Labeling and segmentation lines:
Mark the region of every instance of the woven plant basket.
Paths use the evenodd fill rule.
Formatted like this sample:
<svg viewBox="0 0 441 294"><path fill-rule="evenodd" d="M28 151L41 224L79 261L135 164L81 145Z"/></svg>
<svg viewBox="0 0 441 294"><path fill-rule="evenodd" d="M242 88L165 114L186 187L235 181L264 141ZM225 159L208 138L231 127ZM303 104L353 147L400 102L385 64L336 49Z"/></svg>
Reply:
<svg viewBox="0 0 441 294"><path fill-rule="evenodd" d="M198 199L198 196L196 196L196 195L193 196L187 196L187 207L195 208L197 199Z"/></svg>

**To be done:**
Reproduce these lines verbatim.

**Right answer:**
Mark the region of every instance of the woven plant basket.
Paths use the evenodd fill rule.
Formatted like this sample:
<svg viewBox="0 0 441 294"><path fill-rule="evenodd" d="M28 151L41 224L79 261L135 164L81 145Z"/></svg>
<svg viewBox="0 0 441 294"><path fill-rule="evenodd" d="M242 88L165 114L186 187L235 181L264 141ZM225 159L208 138L231 127ZM303 104L353 147L400 102L385 64L336 49Z"/></svg>
Reply:
<svg viewBox="0 0 441 294"><path fill-rule="evenodd" d="M198 199L198 196L196 196L196 195L193 196L187 196L187 207L195 208L197 199Z"/></svg>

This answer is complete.